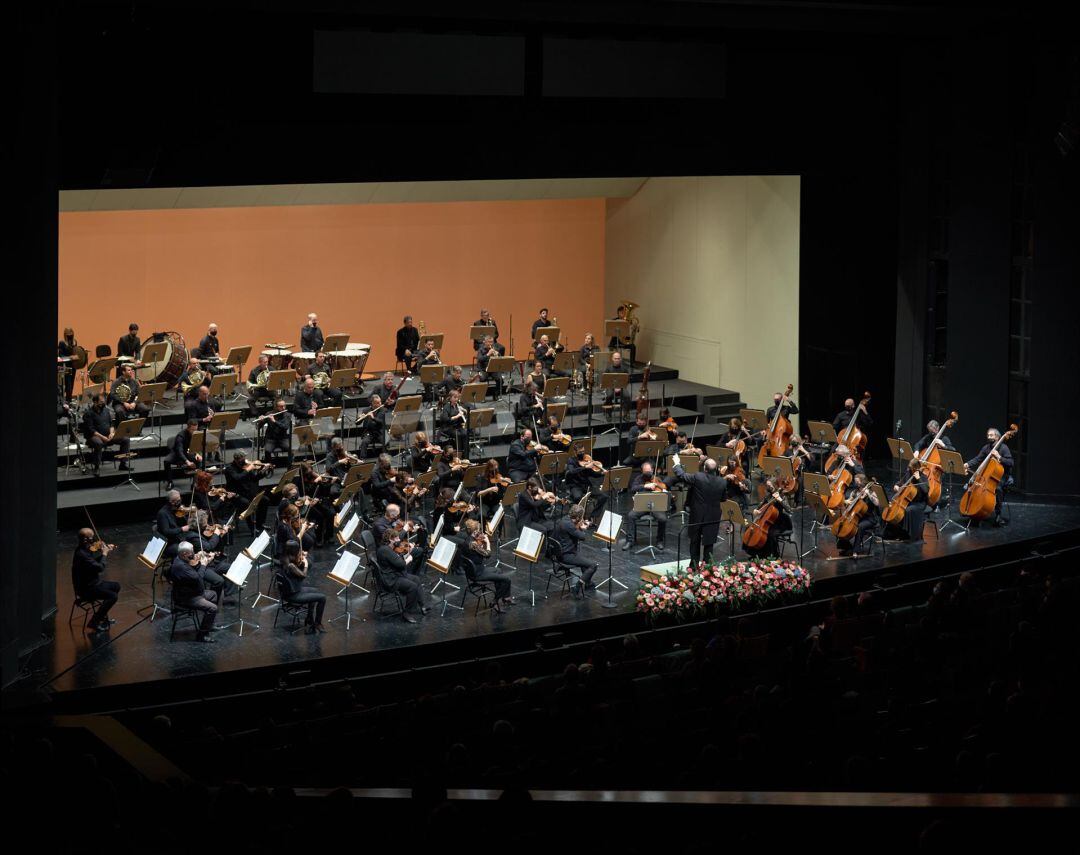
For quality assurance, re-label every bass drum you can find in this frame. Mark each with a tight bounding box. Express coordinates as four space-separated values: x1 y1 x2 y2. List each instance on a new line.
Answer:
135 333 188 389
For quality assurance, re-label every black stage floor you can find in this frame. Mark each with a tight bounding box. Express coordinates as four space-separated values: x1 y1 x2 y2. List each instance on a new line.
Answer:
39 490 1080 694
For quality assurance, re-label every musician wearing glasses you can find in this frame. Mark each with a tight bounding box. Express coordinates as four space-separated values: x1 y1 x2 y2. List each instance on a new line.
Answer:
109 365 150 421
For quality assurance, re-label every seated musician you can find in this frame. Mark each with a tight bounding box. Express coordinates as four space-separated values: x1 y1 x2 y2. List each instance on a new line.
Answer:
552 506 600 596
563 447 608 523
82 393 131 478
300 312 325 353
511 475 553 532
164 419 202 490
435 390 472 449
963 428 1013 527
435 365 465 401
507 428 540 484
885 458 930 543
394 315 420 374
259 397 293 464
71 528 120 633
177 356 213 402
247 353 274 419
829 398 874 434
225 449 272 535
359 392 387 459
743 478 793 558
292 377 319 424
375 529 431 623
280 540 327 635
109 365 150 421
622 460 672 552
836 475 881 557
168 541 217 642
154 490 194 558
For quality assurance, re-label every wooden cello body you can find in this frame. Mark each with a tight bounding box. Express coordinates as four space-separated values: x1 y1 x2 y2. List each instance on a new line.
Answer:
960 424 1020 519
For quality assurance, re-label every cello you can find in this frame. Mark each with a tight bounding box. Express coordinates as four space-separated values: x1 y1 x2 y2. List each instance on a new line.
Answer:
919 410 960 507
960 424 1020 519
825 392 870 469
757 383 795 469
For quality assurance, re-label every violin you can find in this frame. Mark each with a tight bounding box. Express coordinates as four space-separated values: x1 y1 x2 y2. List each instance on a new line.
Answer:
960 424 1020 519
743 492 780 549
757 383 795 469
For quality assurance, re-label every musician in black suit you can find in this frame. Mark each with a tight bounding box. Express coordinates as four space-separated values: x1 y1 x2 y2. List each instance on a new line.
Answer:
552 507 600 594
375 529 430 623
168 541 218 642
300 312 325 353
71 528 120 632
667 458 728 565
394 315 420 371
82 393 131 476
507 428 540 484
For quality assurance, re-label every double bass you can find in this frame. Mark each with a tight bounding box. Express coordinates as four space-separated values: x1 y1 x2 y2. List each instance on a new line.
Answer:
960 424 1020 519
757 383 795 469
825 392 870 469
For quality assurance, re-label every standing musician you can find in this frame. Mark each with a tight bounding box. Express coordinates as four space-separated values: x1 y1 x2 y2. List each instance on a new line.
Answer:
829 398 874 434
168 541 218 642
507 428 540 484
375 529 431 623
82 392 131 478
530 309 552 348
667 458 729 565
177 356 213 402
300 312 324 353
109 365 150 421
394 315 420 374
225 449 273 537
258 397 293 471
164 419 202 490
552 505 600 596
836 470 881 557
247 353 274 419
473 309 499 351
608 303 637 365
71 528 120 633
280 540 327 635
511 473 554 532
564 446 608 524
117 324 143 377
435 365 465 402
56 327 79 401
963 428 1013 527
743 478 792 558
622 461 671 552
293 377 319 424
359 392 387 458
881 458 930 543
154 490 192 558
436 389 472 452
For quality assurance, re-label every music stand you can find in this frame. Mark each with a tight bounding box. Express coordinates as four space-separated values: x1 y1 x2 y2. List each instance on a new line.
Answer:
322 333 349 353
937 448 968 533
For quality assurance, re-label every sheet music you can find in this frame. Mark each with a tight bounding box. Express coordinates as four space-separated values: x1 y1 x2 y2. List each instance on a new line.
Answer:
514 526 543 560
428 538 458 569
225 553 255 587
143 537 165 567
596 511 622 540
327 549 360 585
243 529 270 561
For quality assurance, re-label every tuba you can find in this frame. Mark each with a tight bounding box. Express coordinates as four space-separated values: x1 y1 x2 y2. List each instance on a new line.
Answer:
180 368 206 394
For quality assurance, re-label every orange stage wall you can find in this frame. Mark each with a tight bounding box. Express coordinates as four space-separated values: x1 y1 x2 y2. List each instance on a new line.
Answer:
57 199 605 369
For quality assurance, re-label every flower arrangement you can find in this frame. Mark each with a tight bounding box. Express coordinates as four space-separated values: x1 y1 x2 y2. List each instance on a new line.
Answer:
637 559 810 616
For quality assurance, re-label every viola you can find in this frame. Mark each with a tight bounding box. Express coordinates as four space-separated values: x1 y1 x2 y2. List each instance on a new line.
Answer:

* Given exercise:
Reproduce verbatim the part of the data that opens with the line containing "For quality assurance, re-label every flower" and closes with the line containing "637 559 810 616", including both of those lines.

* Final result:
For quality assurance, re-label every flower arrangement you can find in this frame. Mark each with a tight bounding box. Express coordinates as four space-separated values: x1 y1 x2 y2. List each instance on a new line.
Answer:
637 559 810 616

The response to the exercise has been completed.